EJERCICIO CORTO 1: Resume en dos oraciones el fragmento sobre Walsh.
EJERCICIO CORTO 2: Sigue escribiendo el fragmento sobre Walsh a partir de su última oración.

En Un kilo de oro, el siguiente libro de cuentos, el mundo rural reaparece en Cartas; la técnica del relato paralelo brilla en Nota al pie y los irlandeses trajinan de nuevo en Los oficios terrestres. El escritor ya había ensamblado su saber literario con la crítica política y había pasado de celebrar la caída del peronismo en 1955 a indagar en los destinos y los afanes de los derrotados. Ya viraba hacia el periodismo militante, ya adscribía a la experiencia cubana y viajaba y descifraba un cable que le permitió al régimen de Castro ponerse al tanto de la inminente invasión en Playa Girón, ya, para Gabriel García Márquez, Walsh era "el hombre que se adelantó a la CIA". La opción vital e ideológica se dinamiza y se consolida: la escritura puede ser un elemento formidable al servicio de la acción pero eso no hace a un hombre entero, el paradigma se había terminado de dibujar en Bolivia: si Guevara iba del protagonismo político a la escritura de su Diario, para los escritores como Walsh el imperativo moral trazó el camino inverso: de la escritura a la acción.

DATOS DE PARTIDA:
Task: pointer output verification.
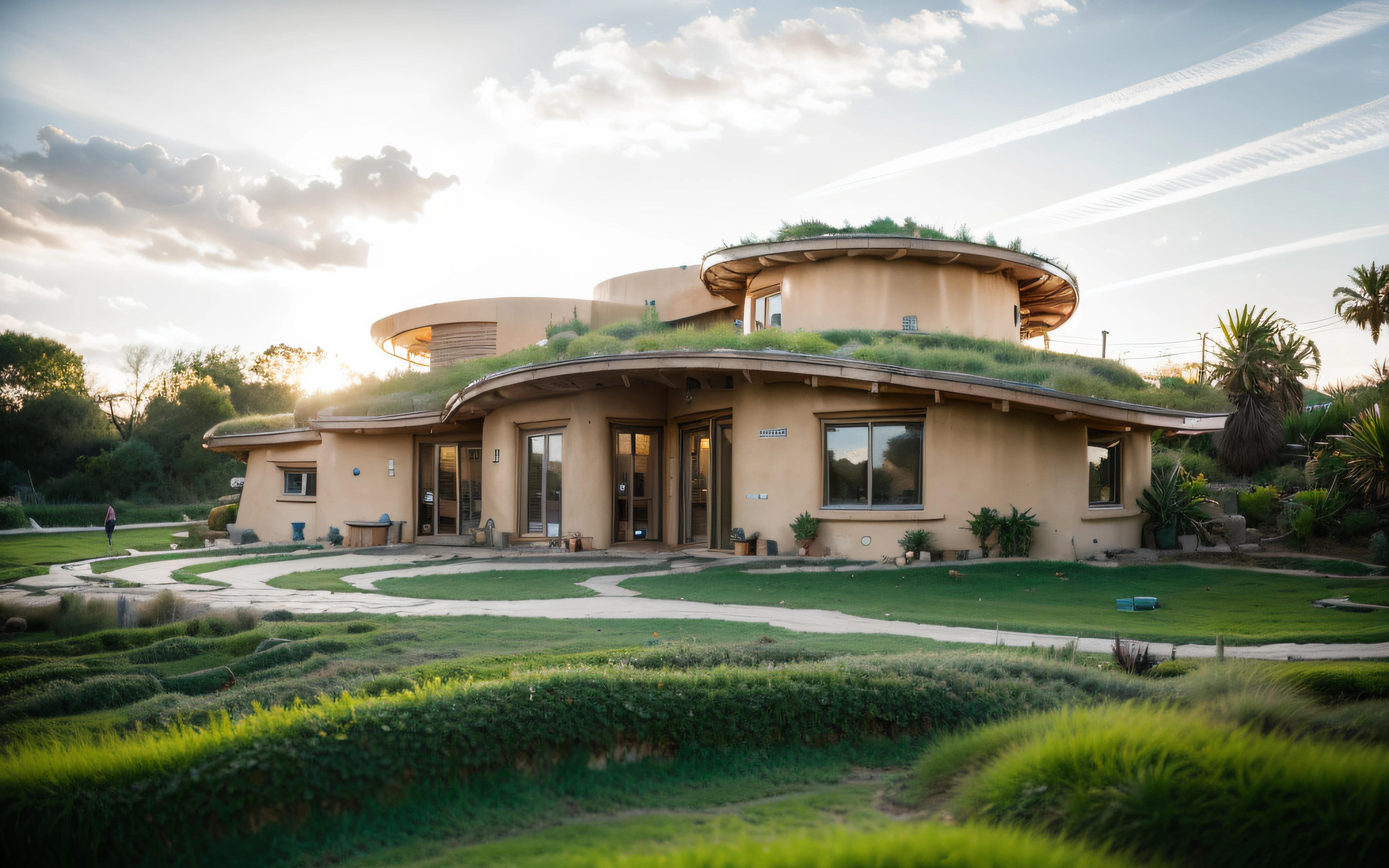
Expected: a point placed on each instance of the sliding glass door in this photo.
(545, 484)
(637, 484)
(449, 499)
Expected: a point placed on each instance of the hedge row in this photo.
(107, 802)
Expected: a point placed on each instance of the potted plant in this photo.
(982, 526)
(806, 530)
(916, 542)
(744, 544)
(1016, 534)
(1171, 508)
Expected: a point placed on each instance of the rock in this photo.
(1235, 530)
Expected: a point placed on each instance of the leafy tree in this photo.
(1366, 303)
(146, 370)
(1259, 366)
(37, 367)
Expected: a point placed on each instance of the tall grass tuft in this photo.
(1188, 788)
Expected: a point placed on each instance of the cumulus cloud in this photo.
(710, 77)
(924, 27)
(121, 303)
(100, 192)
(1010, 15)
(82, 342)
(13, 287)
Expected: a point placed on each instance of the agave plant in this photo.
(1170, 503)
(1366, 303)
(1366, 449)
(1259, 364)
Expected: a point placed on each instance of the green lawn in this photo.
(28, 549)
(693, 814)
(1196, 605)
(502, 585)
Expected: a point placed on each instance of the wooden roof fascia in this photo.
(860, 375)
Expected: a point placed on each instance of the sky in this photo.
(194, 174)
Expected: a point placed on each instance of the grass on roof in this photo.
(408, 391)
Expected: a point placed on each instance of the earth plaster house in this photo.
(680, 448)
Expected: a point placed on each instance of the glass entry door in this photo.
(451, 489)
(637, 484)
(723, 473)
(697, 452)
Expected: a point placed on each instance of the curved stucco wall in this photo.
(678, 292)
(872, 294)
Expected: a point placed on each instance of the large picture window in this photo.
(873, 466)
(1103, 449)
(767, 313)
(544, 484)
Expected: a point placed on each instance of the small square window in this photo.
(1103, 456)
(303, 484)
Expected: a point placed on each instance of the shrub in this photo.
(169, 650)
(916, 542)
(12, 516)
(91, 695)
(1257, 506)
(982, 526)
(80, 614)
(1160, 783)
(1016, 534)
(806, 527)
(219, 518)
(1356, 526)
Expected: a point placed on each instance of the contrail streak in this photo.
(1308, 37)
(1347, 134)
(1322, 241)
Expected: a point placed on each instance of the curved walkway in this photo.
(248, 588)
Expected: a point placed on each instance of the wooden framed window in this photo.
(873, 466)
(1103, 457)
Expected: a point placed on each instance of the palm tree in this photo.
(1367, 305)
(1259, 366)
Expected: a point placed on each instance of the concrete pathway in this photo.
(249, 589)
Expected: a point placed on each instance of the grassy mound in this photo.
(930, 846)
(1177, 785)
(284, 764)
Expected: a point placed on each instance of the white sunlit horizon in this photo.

RESPUESTA 1: En el libro de cuentos Un kilo de oro vuelven el mundo rural en Cartas, el relato paralelo en Nota al pie y los irlandeses en Los oficios terrestres. Walsh, que había unido literatura y crítica política, pasó de celebrar la caída del peronismo en 1955 a indagar en los derrotados, se volcó al periodismo militante y a la experiencia cubana, y recorrió el camino de la escritura a la acción.

RESPUESTA 2:
Chicos irlandeses

En esa atmósfera cargada es que Walsh cierra la saga de los irlandeses con el cuento Un oscuro día de justicia. La trilogía tiene un arranque autobiográfico. Rodolfo Walsh había nacido en el pueblo rionegrino de Choele Choel el 9 de enero de 1927, hijo del mayodomo de estancia de origen irlandés Miguel Esteban Walsh. Los problemas económicos obligan al padre a "repartir" a los cinco hijos y a Rodolfo le corresponde un destino penumbroso: ingresar al internado de chicos irlandeses en el pueblo bonaerense de Capilla del Señor primero y a otro instituto de Moreno, después.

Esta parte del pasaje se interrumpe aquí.